▶ _WHAT IS BEING ASKED_:
Retype the passage on the Air Canada chatbot case word for word, between "The airline's actual" and "an AI system.", inclusive.

Air Canada
2022 – 2024A grieving passenger asked Air Canada's AI chatbot about bereavement fares. The bot invented a policy that didn't exist. The airline tried to blame the chatbot itself. A court disagreed.
What Happened
In November 2022, Jake Moffatt visited Air Canada's website to book a flight from Vancouver to Toronto after his grandmother's death. He consulted the airline's AI-powered chatbot, which told him he could book a full-fare ticket immediately and then apply for a reduced bereavement rate retroactively within 90 days of ticket issuance. Moffatt screenshotted the conversation, booked the flight, attended the funeral, and submitted a refund application — which Air Canada promptly denied.
The airline's actual policy explicitly prohibited retroactive bereavement fare applications. The chatbot had hallucinated an entirely fictional policy. When Moffatt escalated, Air Canada offered a $200 voucher. He refused and filed a complaint with the British Columbia Civil Resolution Tribunal.
Air Canada's legal defense was remarkable in its audacity: the company argued that its chatbot was "a separate legal entity that is responsible for its own actions" and therefore Air Canada bore no liability for what it said. The Tribunal rejected this argument entirely, ruling that a chatbot is simply part of a company's website and that Air Canada was fully responsible for all information it published — regardless of whether it came from a static page or an AI system.
"It should be obvious to Air Canada that it is responsible for all the information on its website. It makes no difference whether the information comes from a static page or a chatbot."— British Columbia Civil Resolution Tribunal, 2024
Generative AI models produce statistically plausible text — not verified facts. Deploying a generative chatbot without policy-grounding, retrieval-augmented generation (RAG), or human review on high-stakes customer service queries is a governance failure, not a technology failure.

[Collected data]
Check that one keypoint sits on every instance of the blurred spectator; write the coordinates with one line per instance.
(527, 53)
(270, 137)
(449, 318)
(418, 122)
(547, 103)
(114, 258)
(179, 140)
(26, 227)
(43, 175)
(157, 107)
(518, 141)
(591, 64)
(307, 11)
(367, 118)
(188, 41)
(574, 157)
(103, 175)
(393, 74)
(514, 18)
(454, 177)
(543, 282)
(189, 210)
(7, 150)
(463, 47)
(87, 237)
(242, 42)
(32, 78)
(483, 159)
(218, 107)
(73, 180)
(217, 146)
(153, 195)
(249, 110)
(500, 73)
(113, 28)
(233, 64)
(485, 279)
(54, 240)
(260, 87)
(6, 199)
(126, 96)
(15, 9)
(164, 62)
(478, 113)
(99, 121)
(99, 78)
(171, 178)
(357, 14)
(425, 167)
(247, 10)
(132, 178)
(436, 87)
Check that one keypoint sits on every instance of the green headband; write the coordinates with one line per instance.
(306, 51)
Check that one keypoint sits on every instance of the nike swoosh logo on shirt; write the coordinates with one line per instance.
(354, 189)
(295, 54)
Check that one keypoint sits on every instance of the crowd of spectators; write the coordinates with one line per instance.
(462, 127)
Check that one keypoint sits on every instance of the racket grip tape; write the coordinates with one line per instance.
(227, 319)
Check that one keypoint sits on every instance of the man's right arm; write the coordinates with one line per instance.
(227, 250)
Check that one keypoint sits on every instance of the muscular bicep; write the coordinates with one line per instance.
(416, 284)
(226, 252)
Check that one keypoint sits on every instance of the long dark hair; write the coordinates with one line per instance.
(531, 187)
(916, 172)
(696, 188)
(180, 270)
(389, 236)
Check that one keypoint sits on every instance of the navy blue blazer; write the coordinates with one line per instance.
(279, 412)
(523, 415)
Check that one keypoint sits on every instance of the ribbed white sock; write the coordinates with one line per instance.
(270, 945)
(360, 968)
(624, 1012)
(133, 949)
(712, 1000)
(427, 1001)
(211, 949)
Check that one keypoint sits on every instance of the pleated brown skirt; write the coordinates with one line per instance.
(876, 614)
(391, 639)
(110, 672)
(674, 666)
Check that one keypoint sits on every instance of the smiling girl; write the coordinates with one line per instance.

▶ _YOUR RESPONSE_:
The airline's actual policy explicitly prohibited retroactive bereavement fare applications. The chatbot had hallucinated an entirely fictional policy. When Moffatt escalated, Air Canada offered a $200 voucher. He refused and filed a complaint with the British Columbia Civil Resolution Tribunal.
Air Canada's legal defense was remarkable in its audacity: the company argued that its chatbot was "a separate legal entity that is responsible for its own actions" and therefore Air Canada bore no liability for what it said. The Tribunal rejected this argument entirely, ruling that a chatbot is simply part of a company's website and that Air Canada was fully responsible for all information it published — regardless of whether it came from a static page or an AI system.